--- ENTRIES SUPPLIED Enclosed Below ---

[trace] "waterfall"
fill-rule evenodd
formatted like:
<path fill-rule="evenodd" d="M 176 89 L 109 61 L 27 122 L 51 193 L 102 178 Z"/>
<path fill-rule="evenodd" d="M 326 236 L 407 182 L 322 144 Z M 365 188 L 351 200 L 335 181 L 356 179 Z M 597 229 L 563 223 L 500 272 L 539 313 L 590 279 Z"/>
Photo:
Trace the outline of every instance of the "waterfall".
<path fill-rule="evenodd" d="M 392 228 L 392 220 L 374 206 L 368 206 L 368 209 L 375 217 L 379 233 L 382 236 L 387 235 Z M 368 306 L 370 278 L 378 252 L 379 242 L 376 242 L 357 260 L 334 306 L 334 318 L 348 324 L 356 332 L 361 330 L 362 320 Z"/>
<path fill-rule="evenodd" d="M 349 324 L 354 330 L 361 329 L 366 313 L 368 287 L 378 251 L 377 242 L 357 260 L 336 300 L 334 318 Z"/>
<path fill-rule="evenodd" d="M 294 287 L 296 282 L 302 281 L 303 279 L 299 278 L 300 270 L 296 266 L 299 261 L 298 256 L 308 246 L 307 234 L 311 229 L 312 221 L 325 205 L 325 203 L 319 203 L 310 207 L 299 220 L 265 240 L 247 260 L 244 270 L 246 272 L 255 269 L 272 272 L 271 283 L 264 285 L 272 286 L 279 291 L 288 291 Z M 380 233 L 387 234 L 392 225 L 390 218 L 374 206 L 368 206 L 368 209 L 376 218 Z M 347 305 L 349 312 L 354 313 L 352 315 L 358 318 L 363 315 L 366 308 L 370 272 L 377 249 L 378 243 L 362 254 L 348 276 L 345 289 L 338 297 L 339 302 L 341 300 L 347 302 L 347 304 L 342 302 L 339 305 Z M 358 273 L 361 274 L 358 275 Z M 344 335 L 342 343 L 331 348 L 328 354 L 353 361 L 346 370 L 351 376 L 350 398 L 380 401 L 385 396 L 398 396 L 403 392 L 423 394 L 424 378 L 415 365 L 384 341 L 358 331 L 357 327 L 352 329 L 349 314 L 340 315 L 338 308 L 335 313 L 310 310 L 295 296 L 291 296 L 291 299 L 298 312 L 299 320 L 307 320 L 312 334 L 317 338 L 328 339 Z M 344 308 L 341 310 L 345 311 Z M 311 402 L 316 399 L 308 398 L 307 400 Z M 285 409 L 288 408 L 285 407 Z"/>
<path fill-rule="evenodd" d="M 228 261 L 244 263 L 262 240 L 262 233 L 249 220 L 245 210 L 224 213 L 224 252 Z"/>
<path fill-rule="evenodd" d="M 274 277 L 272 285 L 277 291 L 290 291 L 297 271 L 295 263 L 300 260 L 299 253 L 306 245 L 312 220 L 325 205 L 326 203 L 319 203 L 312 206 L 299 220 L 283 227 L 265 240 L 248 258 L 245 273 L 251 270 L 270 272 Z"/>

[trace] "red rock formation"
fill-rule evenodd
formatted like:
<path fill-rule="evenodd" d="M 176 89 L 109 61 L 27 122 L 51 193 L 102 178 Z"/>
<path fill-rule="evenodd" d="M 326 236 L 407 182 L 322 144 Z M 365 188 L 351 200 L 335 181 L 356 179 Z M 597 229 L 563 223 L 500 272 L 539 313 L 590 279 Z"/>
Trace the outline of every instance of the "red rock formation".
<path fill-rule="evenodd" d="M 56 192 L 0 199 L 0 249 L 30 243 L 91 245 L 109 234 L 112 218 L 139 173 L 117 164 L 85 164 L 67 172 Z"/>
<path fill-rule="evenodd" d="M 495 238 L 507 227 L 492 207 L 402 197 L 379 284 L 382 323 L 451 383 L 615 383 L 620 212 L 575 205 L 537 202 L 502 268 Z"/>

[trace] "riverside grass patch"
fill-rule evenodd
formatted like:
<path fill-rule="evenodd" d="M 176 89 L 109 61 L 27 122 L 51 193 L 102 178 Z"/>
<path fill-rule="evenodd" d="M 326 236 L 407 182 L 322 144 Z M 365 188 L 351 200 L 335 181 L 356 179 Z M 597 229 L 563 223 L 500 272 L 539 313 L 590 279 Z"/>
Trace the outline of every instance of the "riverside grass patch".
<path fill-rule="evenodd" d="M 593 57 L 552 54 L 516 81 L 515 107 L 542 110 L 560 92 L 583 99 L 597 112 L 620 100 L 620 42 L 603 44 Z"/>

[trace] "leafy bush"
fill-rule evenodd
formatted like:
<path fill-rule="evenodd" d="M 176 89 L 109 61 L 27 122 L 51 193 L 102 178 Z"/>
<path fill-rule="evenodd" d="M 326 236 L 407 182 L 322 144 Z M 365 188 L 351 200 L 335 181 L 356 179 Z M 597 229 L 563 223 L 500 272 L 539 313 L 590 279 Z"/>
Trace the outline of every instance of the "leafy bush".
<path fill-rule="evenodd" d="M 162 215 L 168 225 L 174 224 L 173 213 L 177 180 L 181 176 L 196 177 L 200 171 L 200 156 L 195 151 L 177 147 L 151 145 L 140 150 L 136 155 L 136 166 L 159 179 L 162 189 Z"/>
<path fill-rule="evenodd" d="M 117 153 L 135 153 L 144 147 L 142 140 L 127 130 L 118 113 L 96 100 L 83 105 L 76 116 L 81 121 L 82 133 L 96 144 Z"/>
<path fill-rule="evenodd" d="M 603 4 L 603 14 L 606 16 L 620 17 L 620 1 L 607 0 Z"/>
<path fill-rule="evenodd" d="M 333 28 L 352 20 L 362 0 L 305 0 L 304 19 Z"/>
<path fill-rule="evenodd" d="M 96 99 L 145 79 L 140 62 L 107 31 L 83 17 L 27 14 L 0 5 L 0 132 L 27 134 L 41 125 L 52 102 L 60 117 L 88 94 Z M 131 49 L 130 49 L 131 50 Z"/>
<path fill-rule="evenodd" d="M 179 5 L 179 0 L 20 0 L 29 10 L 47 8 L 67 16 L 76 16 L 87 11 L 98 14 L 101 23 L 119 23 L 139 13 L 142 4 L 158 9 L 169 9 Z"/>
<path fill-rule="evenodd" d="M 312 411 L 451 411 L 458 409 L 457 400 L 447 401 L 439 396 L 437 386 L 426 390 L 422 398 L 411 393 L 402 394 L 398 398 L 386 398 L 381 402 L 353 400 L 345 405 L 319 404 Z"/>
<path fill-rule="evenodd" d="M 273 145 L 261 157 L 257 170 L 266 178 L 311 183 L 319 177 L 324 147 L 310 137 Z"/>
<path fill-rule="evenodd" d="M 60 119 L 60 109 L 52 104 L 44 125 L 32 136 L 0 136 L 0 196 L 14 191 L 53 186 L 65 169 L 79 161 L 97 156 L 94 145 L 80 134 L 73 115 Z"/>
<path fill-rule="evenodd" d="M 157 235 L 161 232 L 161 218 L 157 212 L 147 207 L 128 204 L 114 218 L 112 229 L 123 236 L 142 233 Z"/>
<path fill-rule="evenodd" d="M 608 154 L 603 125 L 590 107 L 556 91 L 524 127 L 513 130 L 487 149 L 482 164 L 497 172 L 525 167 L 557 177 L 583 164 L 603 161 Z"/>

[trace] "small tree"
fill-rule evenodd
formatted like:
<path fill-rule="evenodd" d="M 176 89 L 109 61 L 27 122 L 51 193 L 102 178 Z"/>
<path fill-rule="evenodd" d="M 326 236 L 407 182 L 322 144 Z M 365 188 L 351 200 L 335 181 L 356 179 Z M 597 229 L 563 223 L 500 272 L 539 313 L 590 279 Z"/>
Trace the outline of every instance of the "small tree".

--- End of Enclosed ENTRIES SUPPLIED ---

Your reply must repeat the records above exactly and in full.

[trace] "waterfall"
fill-rule evenodd
formatted like:
<path fill-rule="evenodd" d="M 176 89 L 109 61 L 27 122 L 51 193 L 102 178 Z"/>
<path fill-rule="evenodd" d="M 326 236 L 407 182 L 322 144 Z M 365 188 L 351 200 L 335 181 L 356 179 Z M 597 229 L 563 223 L 500 272 L 539 313 L 590 279 Z"/>
Photo:
Trace the outline of every instance of the "waterfall".
<path fill-rule="evenodd" d="M 392 228 L 392 220 L 374 206 L 368 206 L 368 209 L 375 217 L 379 233 L 382 236 L 387 235 Z M 368 306 L 370 278 L 378 252 L 379 242 L 376 242 L 357 260 L 334 306 L 334 318 L 348 324 L 356 332 L 361 330 L 362 320 Z"/>
<path fill-rule="evenodd" d="M 349 324 L 354 330 L 361 329 L 366 313 L 368 287 L 378 251 L 377 242 L 357 260 L 336 300 L 334 318 Z"/>
<path fill-rule="evenodd" d="M 294 287 L 296 282 L 302 281 L 303 279 L 299 278 L 300 270 L 296 266 L 299 261 L 298 256 L 308 246 L 307 234 L 311 229 L 312 221 L 325 205 L 325 203 L 319 203 L 310 207 L 299 220 L 265 240 L 247 260 L 244 270 L 246 272 L 255 269 L 272 272 L 271 283 L 264 285 L 272 286 L 279 291 L 288 291 Z M 380 233 L 387 234 L 392 225 L 390 218 L 374 206 L 368 206 L 368 209 L 376 218 Z M 347 305 L 349 312 L 354 313 L 352 315 L 358 318 L 363 315 L 366 308 L 370 272 L 377 249 L 378 243 L 362 254 L 348 276 L 345 289 L 338 297 L 339 302 L 341 300 L 347 302 L 347 304 L 342 302 L 339 305 Z M 358 273 L 361 274 L 358 275 Z M 344 335 L 342 343 L 331 348 L 328 354 L 353 361 L 346 370 L 351 376 L 350 398 L 380 401 L 385 396 L 398 396 L 403 392 L 423 394 L 424 378 L 415 365 L 384 341 L 358 331 L 357 327 L 352 329 L 349 314 L 340 315 L 338 308 L 335 313 L 310 310 L 295 296 L 291 296 L 291 299 L 298 312 L 299 320 L 307 320 L 312 334 L 317 338 L 328 339 Z M 344 308 L 341 310 L 345 311 Z M 311 402 L 316 399 L 308 398 L 307 400 Z M 285 409 L 288 408 L 285 407 Z"/>
<path fill-rule="evenodd" d="M 228 261 L 244 263 L 262 240 L 262 233 L 249 220 L 245 210 L 224 213 L 224 252 Z"/>
<path fill-rule="evenodd" d="M 274 277 L 272 285 L 277 291 L 290 291 L 297 271 L 295 263 L 300 260 L 299 253 L 306 245 L 312 220 L 325 205 L 326 203 L 319 203 L 312 206 L 299 220 L 283 227 L 265 240 L 248 258 L 245 273 L 251 270 L 270 272 Z"/>

[trace] "red rock formation"
fill-rule evenodd
formatted like:
<path fill-rule="evenodd" d="M 176 89 L 109 61 L 27 122 L 51 193 L 102 178 Z"/>
<path fill-rule="evenodd" d="M 326 236 L 407 182 L 322 144 Z M 365 188 L 351 200 L 335 181 L 356 179 Z M 597 229 L 563 223 L 500 272 L 539 313 L 590 279 Z"/>
Trace the outline of every instance of the "red rock formation".
<path fill-rule="evenodd" d="M 56 192 L 0 199 L 0 249 L 30 243 L 91 245 L 109 234 L 112 218 L 139 173 L 117 164 L 85 164 L 67 172 Z"/>
<path fill-rule="evenodd" d="M 495 238 L 507 227 L 492 207 L 402 197 L 379 284 L 382 323 L 451 383 L 615 383 L 620 212 L 575 205 L 537 202 L 502 268 Z"/>

[trace] "riverside grass patch"
fill-rule evenodd
formatted like:
<path fill-rule="evenodd" d="M 176 89 L 109 61 L 27 122 L 51 193 L 102 178 Z"/>
<path fill-rule="evenodd" d="M 326 236 L 407 182 L 322 144 Z M 365 188 L 351 200 L 335 181 L 356 179 Z M 597 229 L 563 223 L 500 272 L 539 313 L 590 279 Z"/>
Trace the outline of every instance of the "riverside grass patch".
<path fill-rule="evenodd" d="M 593 57 L 552 54 L 516 81 L 515 107 L 542 110 L 560 92 L 583 99 L 597 112 L 620 100 L 620 42 L 603 44 Z"/>

[trace] "leafy bush"
fill-rule evenodd
formatted like:
<path fill-rule="evenodd" d="M 176 89 L 109 61 L 27 122 L 51 193 L 102 178 Z"/>
<path fill-rule="evenodd" d="M 326 236 L 407 182 L 322 144 Z M 365 188 L 351 200 L 335 181 L 356 179 Z M 597 229 L 563 223 L 500 272 L 539 313 L 590 279 Z"/>
Trace the outline of every instance of the "leafy bush".
<path fill-rule="evenodd" d="M 162 215 L 168 225 L 174 224 L 173 213 L 177 180 L 181 176 L 196 177 L 200 171 L 200 156 L 195 151 L 177 147 L 151 145 L 140 150 L 136 155 L 136 166 L 159 179 L 162 189 Z"/>
<path fill-rule="evenodd" d="M 117 153 L 135 153 L 144 147 L 142 140 L 127 130 L 118 113 L 96 100 L 83 105 L 76 116 L 81 121 L 82 133 L 96 144 Z"/>
<path fill-rule="evenodd" d="M 603 4 L 603 14 L 606 16 L 620 17 L 620 1 L 607 0 Z"/>
<path fill-rule="evenodd" d="M 333 28 L 352 20 L 362 0 L 305 0 L 304 19 Z"/>
<path fill-rule="evenodd" d="M 96 99 L 145 79 L 140 62 L 107 31 L 83 17 L 27 14 L 0 5 L 0 132 L 27 134 L 41 125 L 52 102 L 60 117 L 88 94 Z M 131 49 L 130 49 L 131 50 Z"/>
<path fill-rule="evenodd" d="M 179 5 L 179 0 L 20 0 L 29 10 L 47 8 L 67 16 L 76 16 L 87 11 L 98 14 L 101 23 L 119 23 L 139 13 L 142 4 L 158 9 L 169 9 Z"/>
<path fill-rule="evenodd" d="M 312 411 L 451 411 L 458 409 L 457 400 L 447 401 L 439 396 L 437 386 L 426 390 L 422 398 L 411 393 L 402 394 L 398 398 L 386 398 L 381 402 L 353 400 L 345 405 L 319 404 Z"/>
<path fill-rule="evenodd" d="M 273 145 L 261 157 L 257 170 L 266 178 L 311 183 L 319 177 L 324 147 L 310 137 Z"/>
<path fill-rule="evenodd" d="M 60 119 L 60 109 L 52 104 L 44 125 L 32 136 L 0 136 L 0 196 L 14 191 L 53 186 L 65 169 L 79 161 L 97 156 L 94 145 L 80 134 L 73 115 Z"/>
<path fill-rule="evenodd" d="M 157 235 L 161 232 L 161 218 L 157 212 L 147 207 L 128 204 L 114 218 L 112 229 L 123 236 L 142 233 Z"/>
<path fill-rule="evenodd" d="M 608 154 L 603 125 L 590 107 L 556 91 L 524 127 L 513 130 L 487 149 L 482 164 L 497 172 L 525 167 L 557 177 L 583 164 L 603 161 Z"/>

[trace] "small tree"
fill-rule evenodd
formatted like:
<path fill-rule="evenodd" d="M 176 89 L 109 61 L 27 122 L 51 193 L 102 178 Z"/>
<path fill-rule="evenodd" d="M 326 236 L 407 182 L 322 144 Z M 365 188 L 351 200 L 335 181 L 356 179 Z M 597 229 L 563 223 L 500 272 L 539 313 L 590 279 Z"/>
Trace the outline of every instance of the "small tree".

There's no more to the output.